* _GIVEN PROBLEM_: Your task is to return the span of lines beginning at the one with "Note: one point per instance of the crowd" and ending at the last line of the data, exactly as it stands.
··· EXCERPTED RECORDS
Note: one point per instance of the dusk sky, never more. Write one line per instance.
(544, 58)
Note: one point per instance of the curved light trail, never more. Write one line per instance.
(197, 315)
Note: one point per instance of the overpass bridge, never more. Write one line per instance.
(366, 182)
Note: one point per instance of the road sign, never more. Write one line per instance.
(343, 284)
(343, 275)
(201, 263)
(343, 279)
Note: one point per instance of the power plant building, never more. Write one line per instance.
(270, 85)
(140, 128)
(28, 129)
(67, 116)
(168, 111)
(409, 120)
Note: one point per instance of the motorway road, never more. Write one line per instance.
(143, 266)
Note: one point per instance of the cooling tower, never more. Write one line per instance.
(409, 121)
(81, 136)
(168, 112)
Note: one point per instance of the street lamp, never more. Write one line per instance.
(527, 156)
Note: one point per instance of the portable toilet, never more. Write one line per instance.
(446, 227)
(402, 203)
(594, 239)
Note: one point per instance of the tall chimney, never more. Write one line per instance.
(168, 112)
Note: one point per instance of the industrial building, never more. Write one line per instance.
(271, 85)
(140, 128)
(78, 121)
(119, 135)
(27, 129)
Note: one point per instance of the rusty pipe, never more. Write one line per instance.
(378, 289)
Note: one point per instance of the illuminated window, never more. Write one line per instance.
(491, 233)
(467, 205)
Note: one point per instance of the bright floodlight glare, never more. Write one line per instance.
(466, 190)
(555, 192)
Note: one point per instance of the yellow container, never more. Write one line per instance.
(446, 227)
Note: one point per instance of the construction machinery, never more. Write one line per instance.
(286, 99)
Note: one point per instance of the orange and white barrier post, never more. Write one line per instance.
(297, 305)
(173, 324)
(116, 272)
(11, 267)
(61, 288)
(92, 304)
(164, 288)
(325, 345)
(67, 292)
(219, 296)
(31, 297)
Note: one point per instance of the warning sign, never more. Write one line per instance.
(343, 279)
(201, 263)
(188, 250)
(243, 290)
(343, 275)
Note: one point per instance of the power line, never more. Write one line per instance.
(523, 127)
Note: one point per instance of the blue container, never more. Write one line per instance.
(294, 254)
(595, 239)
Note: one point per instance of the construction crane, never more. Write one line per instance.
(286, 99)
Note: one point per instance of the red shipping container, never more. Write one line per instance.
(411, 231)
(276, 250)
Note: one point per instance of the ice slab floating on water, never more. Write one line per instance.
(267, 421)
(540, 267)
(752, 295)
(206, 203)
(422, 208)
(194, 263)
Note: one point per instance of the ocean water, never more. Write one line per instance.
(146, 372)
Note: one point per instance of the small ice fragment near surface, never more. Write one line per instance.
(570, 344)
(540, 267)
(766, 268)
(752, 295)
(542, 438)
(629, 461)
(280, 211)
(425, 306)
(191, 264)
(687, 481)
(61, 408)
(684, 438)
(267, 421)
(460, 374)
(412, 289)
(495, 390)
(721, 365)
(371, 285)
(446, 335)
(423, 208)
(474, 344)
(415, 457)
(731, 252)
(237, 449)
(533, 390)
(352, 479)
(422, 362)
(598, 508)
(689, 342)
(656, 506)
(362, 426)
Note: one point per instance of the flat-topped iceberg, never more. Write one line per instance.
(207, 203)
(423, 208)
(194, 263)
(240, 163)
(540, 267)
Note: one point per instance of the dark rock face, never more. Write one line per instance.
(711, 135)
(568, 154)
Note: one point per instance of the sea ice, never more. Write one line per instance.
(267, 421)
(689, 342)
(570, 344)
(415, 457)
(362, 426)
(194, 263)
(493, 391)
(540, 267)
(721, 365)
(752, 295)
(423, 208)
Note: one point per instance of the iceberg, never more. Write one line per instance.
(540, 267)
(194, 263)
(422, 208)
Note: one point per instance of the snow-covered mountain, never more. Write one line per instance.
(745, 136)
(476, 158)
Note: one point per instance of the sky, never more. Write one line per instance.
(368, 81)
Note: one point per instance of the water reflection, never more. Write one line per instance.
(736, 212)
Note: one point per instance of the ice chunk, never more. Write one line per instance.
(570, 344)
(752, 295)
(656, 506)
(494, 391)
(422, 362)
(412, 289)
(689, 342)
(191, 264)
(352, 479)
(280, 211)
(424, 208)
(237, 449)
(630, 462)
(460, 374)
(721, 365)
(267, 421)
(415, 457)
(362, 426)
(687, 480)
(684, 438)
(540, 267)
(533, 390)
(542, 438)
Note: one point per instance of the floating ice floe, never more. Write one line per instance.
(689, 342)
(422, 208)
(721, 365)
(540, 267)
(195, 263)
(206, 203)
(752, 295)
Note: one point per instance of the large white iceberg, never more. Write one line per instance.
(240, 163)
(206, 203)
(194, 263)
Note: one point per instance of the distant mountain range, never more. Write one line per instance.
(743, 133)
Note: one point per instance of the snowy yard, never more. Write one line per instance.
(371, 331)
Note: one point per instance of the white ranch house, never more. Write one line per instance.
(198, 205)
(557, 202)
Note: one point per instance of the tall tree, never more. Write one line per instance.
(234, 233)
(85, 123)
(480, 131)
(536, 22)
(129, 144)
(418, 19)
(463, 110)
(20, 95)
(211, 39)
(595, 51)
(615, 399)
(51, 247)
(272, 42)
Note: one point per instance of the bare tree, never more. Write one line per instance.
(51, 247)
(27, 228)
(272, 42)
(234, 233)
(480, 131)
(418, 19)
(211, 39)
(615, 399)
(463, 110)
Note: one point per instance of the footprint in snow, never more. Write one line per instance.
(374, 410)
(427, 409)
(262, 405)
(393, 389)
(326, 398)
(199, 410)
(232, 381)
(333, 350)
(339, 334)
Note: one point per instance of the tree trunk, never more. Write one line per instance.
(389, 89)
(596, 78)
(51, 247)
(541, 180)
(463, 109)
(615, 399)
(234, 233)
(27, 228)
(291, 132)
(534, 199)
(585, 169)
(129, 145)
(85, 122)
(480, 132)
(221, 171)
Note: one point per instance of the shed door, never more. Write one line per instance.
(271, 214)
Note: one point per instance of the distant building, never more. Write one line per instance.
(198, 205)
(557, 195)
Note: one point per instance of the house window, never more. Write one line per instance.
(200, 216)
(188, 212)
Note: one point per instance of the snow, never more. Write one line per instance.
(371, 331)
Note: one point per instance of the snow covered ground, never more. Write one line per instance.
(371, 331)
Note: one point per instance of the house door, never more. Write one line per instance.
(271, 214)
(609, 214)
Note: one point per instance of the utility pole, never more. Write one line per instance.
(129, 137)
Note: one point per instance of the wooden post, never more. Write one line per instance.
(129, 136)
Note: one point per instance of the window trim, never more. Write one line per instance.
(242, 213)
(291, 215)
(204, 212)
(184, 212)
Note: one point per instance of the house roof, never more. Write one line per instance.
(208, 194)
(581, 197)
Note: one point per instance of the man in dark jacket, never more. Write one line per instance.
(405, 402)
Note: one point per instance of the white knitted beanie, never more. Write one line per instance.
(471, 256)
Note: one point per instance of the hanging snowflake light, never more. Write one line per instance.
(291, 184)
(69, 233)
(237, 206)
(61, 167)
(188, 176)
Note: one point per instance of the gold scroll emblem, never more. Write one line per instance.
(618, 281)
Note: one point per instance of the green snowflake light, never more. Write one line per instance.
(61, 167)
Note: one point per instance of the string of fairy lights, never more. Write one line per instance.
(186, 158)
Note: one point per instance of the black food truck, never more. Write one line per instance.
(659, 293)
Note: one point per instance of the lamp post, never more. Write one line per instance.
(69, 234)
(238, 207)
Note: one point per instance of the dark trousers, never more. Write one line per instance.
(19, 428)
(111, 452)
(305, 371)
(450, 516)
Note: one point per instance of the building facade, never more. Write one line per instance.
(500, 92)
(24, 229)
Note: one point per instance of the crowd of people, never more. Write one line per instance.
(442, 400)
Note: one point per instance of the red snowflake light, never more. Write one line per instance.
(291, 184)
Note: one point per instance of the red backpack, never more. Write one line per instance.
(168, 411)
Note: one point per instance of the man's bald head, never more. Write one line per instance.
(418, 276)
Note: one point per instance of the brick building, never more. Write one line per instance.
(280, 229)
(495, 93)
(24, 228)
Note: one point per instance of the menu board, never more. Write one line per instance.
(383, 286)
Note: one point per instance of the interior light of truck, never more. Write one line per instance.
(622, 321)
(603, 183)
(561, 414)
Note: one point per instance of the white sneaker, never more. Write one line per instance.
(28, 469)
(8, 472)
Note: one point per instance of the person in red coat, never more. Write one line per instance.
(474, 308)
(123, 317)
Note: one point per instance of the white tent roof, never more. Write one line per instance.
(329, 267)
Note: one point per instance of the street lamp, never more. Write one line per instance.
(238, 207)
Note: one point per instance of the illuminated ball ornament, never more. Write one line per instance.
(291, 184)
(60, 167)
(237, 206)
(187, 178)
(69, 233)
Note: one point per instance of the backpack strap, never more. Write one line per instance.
······
* _COMPLETE RESPONSE_:
Note: one point per instance of the crowd of people, never more. Write one line per instance.
(442, 400)
Note: one point per instance of the red snowflake light, never more. Write one line per instance.
(291, 184)
Note: one point per instance of the red backpack, never more. Write one line per instance.
(168, 411)
Note: one point per instance of the man's bald head, never more. Write one line per instance.
(418, 276)
Note: one point per instance of the brick building, never more. Write one line per instance.
(280, 229)
(495, 93)
(24, 228)
Note: one point per instance of the menu board, never more. Write one line per instance.
(383, 286)
Note: one point per instance of the interior light of truck, never more. Write one line per instance.
(622, 321)
(603, 183)
(561, 414)
Note: one point per instance of the white sneaker, never more. Write one line per instance.
(28, 469)
(8, 472)
Note: one point per instance of the person in red coat, never more. Write one line per instance.
(474, 308)
(123, 317)
Note: one point per instance of the white tent roof, never more. Write one line per instance.
(329, 267)
Note: one point per instance of the street lamp, never more. Write one line per instance.
(238, 207)
Note: one point per instance of the illuminated ball ornament, never more. Write one line per instance.
(291, 184)
(60, 167)
(237, 206)
(187, 178)
(69, 233)
Note: one point per instance of the backpack strap, never more. Write one line per instance.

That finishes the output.